**Brano fornito**

* * * * * * * * *

Di recente ho intervistato i responsabili di due di queste comunità protestanti. Entrambe sono continuamente vessate da ispezioni della polizia e delle autorità scolastiche. In un caso – una scuola svedese – le ispezioni hanno ammesso che il livello dell’insegnamento è ottimo, ma hanno minacciato la chiusura se l’uniforme scolastica continuerà a essere diversa per ragazzi (pantaloni) e ragazze (gonna), il che è contrario all’ideologia di genere il cui insegnamento teorico e pratico è obbligatorio in Svezia anche nelle scuole non statali.
Nell’altro caso, in Germania, il fatto che i bambini siano talora corretti con punizioni corporali – non si tratta di chissà quali tremende violenze, ma di qualche sculacciata – ha portato alla sottrazione ai genitori dei figli, che sono stati dati in affido a famiglie “normali”. In una serie di raid poliziotti tedeschi in assetto di guerra hanno messo a soqquadro la comunità e portato via i bambini.
Si dirà che si tratta di “sette”: ma è il principio che conta, e comunque per un certo laicismo è una “setta” chiunque insegna ai bambini cose che non piacciono ai poteri forti. Non illudiamoci.
Nell’Europa del politicamente corretto le isole di vita alternativa non saranno tollerate. E neppure negli Stati Uniti. Anche lì ci sono già le avvisaglie, con pasticcieri cristiani costretti a preparare torte per i “matrimoni” omosessuali e i primi pastori denunciati perché si rifiutano di “sposare” persone dello stesso sesso.
Un secondo motivo che mi rende perplesso sulla proposta di Dreher è che, quand’anche i “padroni del mondo” stipulino una qualche sorta di patto non scritto per lasciare sussistere le isole “benedettine”, questi patti non sono mai stipulati senza riserve mentali. Era successo così anche in medio oriente. Il laicismo dominante fingeva di tollerare gli spazi islamizzati ma nello stesso tempo metteva in atto tante piccole strategie per farli sparire.
Come accennato, queste strategie da noi sono molto più raffinate e nello stesso tempo talora più brutali. Quanto agli islamici, non pensavano di rimanere nelle loro riserve islamizzate in eterno. Di lì un giorno volevano uscire per prendere il potere. Ha funzionato – e continua, con qualche scossone, a funzionare – in Turchia. Ha funzionato per poco in Egitto, dove i Fratelli musulmani hanno prima conquistato e poi perso il potere. Ma la strategia era chiara. Il patto c’era, ma nessuno lo aveva stipulato in buona fede.
Questa è, ultimamente, la domanda da porre a Dreher. Spazi di libertà, soprattutto formativi, educativi e scolastici, per fare che cosa? Semplicemente per sopravvivere? Non funzionerà. Verrà la polizia a scuola per portarci via i bambini, magari inventando maltrattamenti e preti pedofili inesistenti.

* * * * * * * * *

**Operazioni da svolgere**
1. Secondo il brano fornito, in quale Paese i figli di una comunità protestante sono stati dati in affido a famiglie “normali”?
2. Riscriva il passo del brano fornito da "Un secondo motivo" fino a "per farli sparire." compreso, sostituendo "riserve mentali" con "secondi fini".
3. Prosegua il brano sulla proposta di Dreher e sulle comunità cristiane alternative, riprendendo dal punto in cui si interrompe.

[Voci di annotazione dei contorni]
* * * * * * * * *

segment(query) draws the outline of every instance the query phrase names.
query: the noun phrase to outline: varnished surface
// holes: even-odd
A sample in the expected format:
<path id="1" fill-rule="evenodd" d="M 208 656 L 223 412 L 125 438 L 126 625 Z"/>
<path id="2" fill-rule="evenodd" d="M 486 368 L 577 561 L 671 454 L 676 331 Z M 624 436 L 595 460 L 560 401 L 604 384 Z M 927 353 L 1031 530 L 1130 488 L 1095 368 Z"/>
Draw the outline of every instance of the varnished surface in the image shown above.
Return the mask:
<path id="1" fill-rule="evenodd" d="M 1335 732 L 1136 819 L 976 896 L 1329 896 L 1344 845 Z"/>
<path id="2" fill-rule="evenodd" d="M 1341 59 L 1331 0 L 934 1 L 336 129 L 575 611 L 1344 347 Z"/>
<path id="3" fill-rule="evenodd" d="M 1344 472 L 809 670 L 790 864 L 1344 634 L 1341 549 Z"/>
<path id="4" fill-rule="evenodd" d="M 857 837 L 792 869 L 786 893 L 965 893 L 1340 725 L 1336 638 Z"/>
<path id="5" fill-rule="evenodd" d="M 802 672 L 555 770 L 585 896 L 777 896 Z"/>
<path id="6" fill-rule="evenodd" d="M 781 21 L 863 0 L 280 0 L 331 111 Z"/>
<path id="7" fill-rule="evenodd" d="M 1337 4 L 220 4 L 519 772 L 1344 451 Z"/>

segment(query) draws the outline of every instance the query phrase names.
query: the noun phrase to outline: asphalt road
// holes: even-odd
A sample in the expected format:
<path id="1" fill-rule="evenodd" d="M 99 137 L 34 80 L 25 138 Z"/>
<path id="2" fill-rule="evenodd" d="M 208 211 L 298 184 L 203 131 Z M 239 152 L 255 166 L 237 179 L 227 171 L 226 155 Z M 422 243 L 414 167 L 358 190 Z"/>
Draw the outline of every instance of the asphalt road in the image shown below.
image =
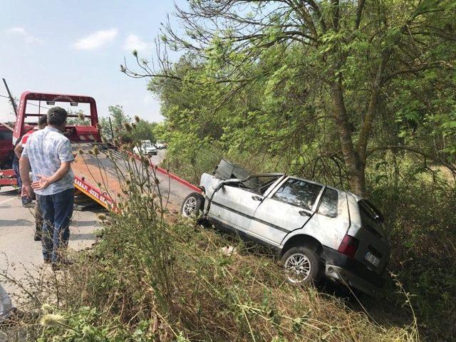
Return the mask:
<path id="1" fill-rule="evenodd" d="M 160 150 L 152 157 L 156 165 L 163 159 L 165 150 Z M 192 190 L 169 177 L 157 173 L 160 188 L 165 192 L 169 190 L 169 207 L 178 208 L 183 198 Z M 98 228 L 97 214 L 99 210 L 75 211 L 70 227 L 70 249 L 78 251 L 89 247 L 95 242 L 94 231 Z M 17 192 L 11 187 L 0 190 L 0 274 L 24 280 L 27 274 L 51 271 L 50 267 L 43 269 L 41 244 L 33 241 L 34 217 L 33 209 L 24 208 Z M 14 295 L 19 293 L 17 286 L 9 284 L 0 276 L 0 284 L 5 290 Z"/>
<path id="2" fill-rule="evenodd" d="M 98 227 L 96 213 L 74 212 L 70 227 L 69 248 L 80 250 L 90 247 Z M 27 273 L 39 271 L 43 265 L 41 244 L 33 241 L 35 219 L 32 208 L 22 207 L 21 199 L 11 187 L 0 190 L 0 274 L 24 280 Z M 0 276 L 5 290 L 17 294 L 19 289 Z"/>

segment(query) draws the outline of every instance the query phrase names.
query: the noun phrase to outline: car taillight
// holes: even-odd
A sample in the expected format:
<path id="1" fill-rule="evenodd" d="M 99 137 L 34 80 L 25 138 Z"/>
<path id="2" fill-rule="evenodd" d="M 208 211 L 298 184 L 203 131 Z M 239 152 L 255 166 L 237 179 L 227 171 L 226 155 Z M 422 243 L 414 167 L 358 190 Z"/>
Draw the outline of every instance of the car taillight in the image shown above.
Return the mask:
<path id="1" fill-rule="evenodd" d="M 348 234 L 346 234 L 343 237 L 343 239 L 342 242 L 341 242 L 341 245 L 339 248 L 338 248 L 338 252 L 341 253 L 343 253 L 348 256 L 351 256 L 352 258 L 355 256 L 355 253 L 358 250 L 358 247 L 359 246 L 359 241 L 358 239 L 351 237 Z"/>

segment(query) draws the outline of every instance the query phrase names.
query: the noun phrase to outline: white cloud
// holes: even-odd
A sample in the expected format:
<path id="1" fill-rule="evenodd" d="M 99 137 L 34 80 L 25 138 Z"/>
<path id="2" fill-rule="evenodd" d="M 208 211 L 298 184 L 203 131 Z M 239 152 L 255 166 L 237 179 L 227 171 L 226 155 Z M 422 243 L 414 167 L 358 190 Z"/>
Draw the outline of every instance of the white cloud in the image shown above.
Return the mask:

* * * * * * * * *

**Risposte per compito**
1. In Germania.

2.
Un secondo motivo che mi rende perplesso sulla proposta di Dreher è che, quand’anche i “padroni del mondo” stipulino una qualche sorta di patto non scritto per lasciare sussistere le isole “benedettine”, questi patti non sono mai stipulati senza secondi fini. Era successo così anche in medio oriente. Il laicismo dominante fingeva di tollerare gli spazi islamizzati ma nello stesso tempo metteva in atto tante piccole strategie per farli sparire.

3.
E se anche questo non dovesse succedere, la stretta dall’esterno si farà sempre più soffocante, fino a uccidere. Diamo retta a Papa Francesco: rileggiamo “Il padrone del mondo” e sapremo che ci aspettano, come ha detto il Pontefice, i “sacrifici umani”. Oppure, come per i Fratelli musulmani o l’islam politico turco, pensiamo a spazi da fare crescere in silenzio per trasformarli un giorno in un progetto politico che punti all’egemonia sulla società? In questo secondo caso, la domanda ulteriore è se è possibile immaginare la riconquista, a partire da spazi che crescono, di una società che nel frattempo si sarà moralmente sfasciata.
Comunque lo si giri, un patto che preveda di accettare senza combattere – in piazza e nella politica, non solo in piccoli mondi alternativi – processi socialmente distruttivi come il “matrimonio” e le adozioni omosessuali sembra infilare i “buoni” che lo sottoscrivono in una trappola per topi da cui non c’è via d’uscita. E dove non c’è neppure molto formaggio.
Altrove, invece, il formaggio c’è. Non un sondaggio, ma i risultati dei referendum celebrati
negli anni scorsi negli Stati Uniti hanno rivelato che in Mississippi l’86 per cento dei cittadini si oppone al “matrimonio” omosessuale, e in Georgia – dove c’è una delle grandi tecno-metropoli americane, Atlanta, sede di quella società Coca-Cola che ha celebrato in modo particolarmente enfatico la sentenza della Corte suprema – il 76 per cento. I sondaggi sono meno certi dei dati elettorali, ma da uno affidato dal Mattino di Napoli alla Ipr Marketing quattro giorni dopo piazza San Giovanni è emerso che l’85 per cento degli italiani è contrario alle adozioni omosessuali, cioè – almeno implicitamente – alla legge Cirinnà, che di fatto apre alle adozioni.
Prima di dire che gli oppositori – cristiani e non – si sono ridotti a una piccola minoranza, proporrei di ripetere certi conteggi.
L’Opzione Benedetto è allora totalmente sbagliata? No, se integra prima san Benedetto con Benedetto XVI e poi Benedetto XVI con Papa Francesco. Benedetto XVI, almeno per l’Europa, aveva in mente anche lui un cattolicesimo di minoranza che trovasse la sua forza nella cultura e nella formazione, ma – dove si poteva, come nell’Italia del Family day del 2007 – non era contrario a che si scendesse in piazza. E prima di dichiarare perdute le battaglie le combatteva: pensiamo ai suoi interventi sul caso Lautsi, cioè sulla decisione della Corte europea dei diritti dell’uomo di vietare la presenza del crocefisso nelle scuole italiane, poi rovesciata in Appello grazie anche all’attivismo della Santa Sede.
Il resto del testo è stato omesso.